▸ **Given instruction a**
The passage below is about Leopoldine Blahetka. Explain why she was exposed to music so early in her life.

▸ **Provided passage**
Leopoldine Blahetka (1809-1885) was an Austrian pianist and composer. Born in a family of teachers (her father was a history and mathematics teacher and had good relations with Ludwig van Beethoven, and her mother was a physharmonica teacher and performer) she early was exposed to music since her maternal grandfather was the Viennese composer, Andreas Traeg. After moving to Vienna where her father took a job with the Traeg music publishing house, young Leopoldine initially studied piano with her mother and later with many other renowned teachers of Vienna at that time, including Joseph Czerny, by special recommendation of L. W. Beethoven.
In 1816 she gave her first public performance at the age of seven and immediately was declared a "genius" by the Viennese press. A few years later she took composition lessons from Vienna’s most revered teacher Simon Sechter and published her first compositions by the age of 11.
In 1821 she started touring Europe as a child prodigy, accompanied by her mother.
While touring in Germany in 1825/1826 she made a great impression on Robert Schumann who later described her works as “truly feminine, delicate, considerate and elaborate.”
Around 1830, the Blahetka family moved to Boulogne-Sur-Mer, France, seeking a better climate. Little is known about her life after the 1840s when she ended her European tour. Overall, she composed over 50 compositions, mostly for piano.

▸ **Given instruction b**
How many lines in the listing below contain the word "bridge"? Give only the number.

▸ **Supplied material**
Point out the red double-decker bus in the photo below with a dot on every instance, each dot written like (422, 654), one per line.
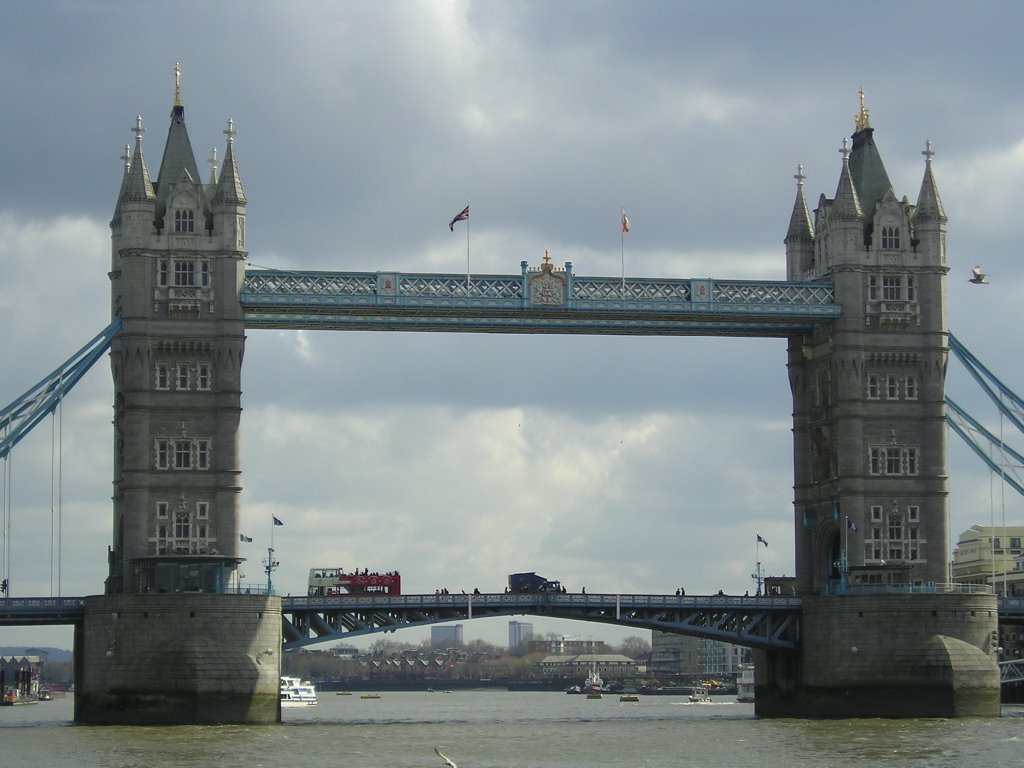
(331, 582)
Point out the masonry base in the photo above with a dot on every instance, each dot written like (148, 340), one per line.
(886, 655)
(179, 659)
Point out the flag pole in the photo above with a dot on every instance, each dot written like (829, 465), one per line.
(622, 247)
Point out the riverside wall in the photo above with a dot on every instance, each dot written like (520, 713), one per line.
(887, 655)
(178, 658)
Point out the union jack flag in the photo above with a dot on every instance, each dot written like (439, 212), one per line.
(463, 215)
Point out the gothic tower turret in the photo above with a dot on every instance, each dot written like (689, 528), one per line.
(177, 266)
(870, 474)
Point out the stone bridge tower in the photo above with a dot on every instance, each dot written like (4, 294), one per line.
(881, 636)
(869, 435)
(172, 641)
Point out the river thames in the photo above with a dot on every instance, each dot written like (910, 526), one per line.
(499, 729)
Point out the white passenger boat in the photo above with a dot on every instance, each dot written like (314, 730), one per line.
(296, 692)
(699, 695)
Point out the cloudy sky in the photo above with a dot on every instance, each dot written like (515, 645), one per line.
(615, 464)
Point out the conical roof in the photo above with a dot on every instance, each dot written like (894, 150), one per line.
(178, 158)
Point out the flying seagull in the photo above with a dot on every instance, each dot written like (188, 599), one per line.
(446, 760)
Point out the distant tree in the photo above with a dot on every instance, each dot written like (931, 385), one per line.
(388, 648)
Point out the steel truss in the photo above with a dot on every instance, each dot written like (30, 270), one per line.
(754, 622)
(991, 449)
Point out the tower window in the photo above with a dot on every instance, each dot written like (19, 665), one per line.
(202, 454)
(184, 273)
(890, 238)
(892, 288)
(184, 221)
(872, 387)
(182, 525)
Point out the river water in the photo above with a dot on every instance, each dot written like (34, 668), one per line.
(499, 729)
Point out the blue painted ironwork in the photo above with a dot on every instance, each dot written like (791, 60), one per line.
(17, 419)
(538, 300)
(991, 449)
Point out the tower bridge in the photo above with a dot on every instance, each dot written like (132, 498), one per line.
(863, 311)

▸ **Exercise response a**
She was exposed to music early because her maternal grandfather was the Viennese composer Andreas Traeg.

▸ **Exercise response b**
2